### Tareas pendientes
1. Conteste brevemente, según el texto sobre el Informe Foessa:
(a) ¿Qué entidad publica el informe?
(b) ¿Desde hace cuánto tiempo viene publicándose?
(c) ¿Qué lugar ocupa en la serie el informe más reciente?
2. Prosiga el texto sobre el Informe Foessa a partir de su última oración, con un párrafo en el mismo registro.

### Selección
┄┄┄┄┄┄
ES el caso de la situación que se examina en el reciente Informe Foessa, de Cáritas, sobre Exclusión y Desarrollo Social, hecho público a mediados del pasado mes (www.caritas.es y www.foessa.es) coincidiendo con los momentos más álgidos del fragor de la disputa poselectoral por pillar cacho en el pastel institucional a repartir tras las elecciones.

Se trata de un informe que viene publicándose periódicamente desde hace más de cinco décadas y que proporciona la radiografía más completa de nuestro cuerpo social y de los principales males que le aquejan. En él se aporta una serie de datos, debidamente documentados, sobre la situación social que deberían ser, cuando menos, de obligado conocimiento por parte de quienes protagonizan nuestra agitada vida política. En el caso de este último informe (el octavo), su interés es de especial actualidad ya que en él se examinan las consecuencias de la profunda crisis económica iniciada hace poco más de una década y los efectos que, sobre todo en el ámbito específico de lo social, que es el propio de este informe, está teniendo y, previsiblemente, se van a seguir dejando sentir en nuestro cuerpo social durante los próximos años.
┄┄┄┄┄┄
(Extractos del conjunto de datos de anotación de ubicaciones)
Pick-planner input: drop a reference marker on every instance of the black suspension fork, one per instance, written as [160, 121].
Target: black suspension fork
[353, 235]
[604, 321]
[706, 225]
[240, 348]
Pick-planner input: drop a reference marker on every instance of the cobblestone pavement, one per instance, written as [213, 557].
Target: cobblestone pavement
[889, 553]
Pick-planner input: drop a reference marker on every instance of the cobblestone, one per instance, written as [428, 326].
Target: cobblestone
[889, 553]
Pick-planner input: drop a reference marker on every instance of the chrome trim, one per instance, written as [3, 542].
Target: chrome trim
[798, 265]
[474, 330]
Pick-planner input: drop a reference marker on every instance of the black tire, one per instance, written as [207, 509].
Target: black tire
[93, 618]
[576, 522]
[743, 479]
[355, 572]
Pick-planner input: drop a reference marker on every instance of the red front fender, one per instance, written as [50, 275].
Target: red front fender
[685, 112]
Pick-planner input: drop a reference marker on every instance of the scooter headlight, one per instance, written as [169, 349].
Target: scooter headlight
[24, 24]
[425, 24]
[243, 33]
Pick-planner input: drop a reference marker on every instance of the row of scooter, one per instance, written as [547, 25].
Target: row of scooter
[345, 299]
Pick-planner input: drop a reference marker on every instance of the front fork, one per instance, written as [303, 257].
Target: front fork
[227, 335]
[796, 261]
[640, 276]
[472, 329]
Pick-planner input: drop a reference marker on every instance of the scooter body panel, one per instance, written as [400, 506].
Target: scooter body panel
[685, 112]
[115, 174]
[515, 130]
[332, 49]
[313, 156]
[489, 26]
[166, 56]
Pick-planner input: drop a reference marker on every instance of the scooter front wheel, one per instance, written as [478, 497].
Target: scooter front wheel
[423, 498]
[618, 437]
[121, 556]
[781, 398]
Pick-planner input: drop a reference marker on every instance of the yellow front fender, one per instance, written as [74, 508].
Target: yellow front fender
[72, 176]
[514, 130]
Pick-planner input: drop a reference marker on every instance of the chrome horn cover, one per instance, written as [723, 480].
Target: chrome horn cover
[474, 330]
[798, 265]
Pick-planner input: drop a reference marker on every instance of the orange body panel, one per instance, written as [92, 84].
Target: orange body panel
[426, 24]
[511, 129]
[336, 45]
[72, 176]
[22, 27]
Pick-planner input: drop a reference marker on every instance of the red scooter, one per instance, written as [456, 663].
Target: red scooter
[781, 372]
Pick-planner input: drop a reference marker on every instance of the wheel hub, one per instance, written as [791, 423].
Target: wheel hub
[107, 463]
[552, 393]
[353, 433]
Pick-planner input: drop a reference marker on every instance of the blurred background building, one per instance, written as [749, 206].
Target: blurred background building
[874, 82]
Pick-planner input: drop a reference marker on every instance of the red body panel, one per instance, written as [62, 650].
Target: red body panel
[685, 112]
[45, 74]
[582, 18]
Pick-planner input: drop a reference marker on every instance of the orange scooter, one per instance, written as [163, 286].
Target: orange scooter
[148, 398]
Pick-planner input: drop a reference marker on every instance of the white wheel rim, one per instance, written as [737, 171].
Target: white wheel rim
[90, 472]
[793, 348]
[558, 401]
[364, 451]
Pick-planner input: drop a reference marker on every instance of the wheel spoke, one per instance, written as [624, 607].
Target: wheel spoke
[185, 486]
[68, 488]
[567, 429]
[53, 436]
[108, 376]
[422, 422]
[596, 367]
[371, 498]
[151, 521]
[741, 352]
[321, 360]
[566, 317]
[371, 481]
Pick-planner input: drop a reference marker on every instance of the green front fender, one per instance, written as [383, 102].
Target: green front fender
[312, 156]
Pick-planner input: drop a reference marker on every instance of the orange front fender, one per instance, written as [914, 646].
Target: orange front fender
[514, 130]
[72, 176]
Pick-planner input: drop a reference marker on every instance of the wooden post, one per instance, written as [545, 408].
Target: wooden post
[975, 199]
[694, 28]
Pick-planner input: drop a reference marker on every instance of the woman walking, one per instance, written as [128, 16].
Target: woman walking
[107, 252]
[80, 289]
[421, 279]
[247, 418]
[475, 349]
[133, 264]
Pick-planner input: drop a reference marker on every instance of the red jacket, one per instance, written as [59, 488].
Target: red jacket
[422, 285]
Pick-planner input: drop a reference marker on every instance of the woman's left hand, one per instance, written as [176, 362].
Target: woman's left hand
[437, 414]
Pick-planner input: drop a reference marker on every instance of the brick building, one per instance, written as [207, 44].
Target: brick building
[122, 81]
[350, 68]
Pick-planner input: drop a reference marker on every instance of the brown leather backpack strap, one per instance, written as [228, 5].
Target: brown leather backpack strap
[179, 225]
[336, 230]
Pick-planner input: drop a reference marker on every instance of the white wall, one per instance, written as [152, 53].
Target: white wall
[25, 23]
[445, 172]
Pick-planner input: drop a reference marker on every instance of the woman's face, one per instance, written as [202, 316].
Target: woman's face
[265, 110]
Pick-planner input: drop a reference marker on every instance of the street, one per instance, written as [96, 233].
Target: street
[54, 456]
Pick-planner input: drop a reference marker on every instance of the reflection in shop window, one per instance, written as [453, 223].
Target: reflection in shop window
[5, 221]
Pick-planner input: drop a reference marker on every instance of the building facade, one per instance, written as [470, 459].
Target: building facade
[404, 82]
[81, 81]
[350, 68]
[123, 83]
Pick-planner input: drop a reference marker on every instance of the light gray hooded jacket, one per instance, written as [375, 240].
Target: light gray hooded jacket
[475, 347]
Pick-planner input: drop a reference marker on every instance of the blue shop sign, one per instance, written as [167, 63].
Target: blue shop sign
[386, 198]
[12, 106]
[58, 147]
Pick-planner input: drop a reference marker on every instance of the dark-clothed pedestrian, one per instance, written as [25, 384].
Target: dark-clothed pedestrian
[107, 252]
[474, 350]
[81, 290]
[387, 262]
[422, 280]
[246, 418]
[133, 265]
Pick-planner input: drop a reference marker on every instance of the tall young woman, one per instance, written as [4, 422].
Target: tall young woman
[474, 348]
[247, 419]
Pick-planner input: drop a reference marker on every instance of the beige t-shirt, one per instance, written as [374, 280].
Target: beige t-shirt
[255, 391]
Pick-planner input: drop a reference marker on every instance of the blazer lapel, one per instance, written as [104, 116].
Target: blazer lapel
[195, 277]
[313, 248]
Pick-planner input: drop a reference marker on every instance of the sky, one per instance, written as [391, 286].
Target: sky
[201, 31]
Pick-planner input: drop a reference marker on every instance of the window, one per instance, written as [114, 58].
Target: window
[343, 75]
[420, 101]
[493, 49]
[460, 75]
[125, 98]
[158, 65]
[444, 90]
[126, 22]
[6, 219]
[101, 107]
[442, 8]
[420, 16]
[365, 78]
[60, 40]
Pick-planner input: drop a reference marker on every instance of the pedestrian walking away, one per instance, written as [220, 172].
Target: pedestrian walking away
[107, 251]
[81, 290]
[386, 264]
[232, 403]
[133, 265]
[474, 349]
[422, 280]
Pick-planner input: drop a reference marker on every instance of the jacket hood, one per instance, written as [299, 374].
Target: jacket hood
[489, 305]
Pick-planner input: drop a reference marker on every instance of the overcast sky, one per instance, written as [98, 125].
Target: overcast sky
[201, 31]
┄┄┄┄┄┄
### Respuestas por orden
1.
(a) Cáritas.
(b) Desde hace más de cinco décadas.
(c) Es el octavo.

2.
No dejan de llamar la atención algunos de los datos que se aportan sobre la magnitud del deterioro de las condiciones sociales en los sectores de la población que con mayor intensidad se han vista afectados por la crisis (que no ha afectado a todos por igual). No deja de ser impactante que el grado de exclusión social se cifre en nada menos que el 18,4% de la población; y más impactante todavía que de esta cifra la mitad (cerca del 10%) esté considerada exclusión severa, es decir una población que aunque habita físicamente entre nosotros lo hace socialmente al margen de nosotros. Cifras que, como muestra el informe, han aumentado sensiblemente (2,6% en relación con las que había al inicio de la crisis), lo que revela un retroceso social en esta última década que no debería pasar desapercibido para nadie; y menos aun para quienes aspiran a regir una sociedad marcada por déficits sociales tan sangrantes.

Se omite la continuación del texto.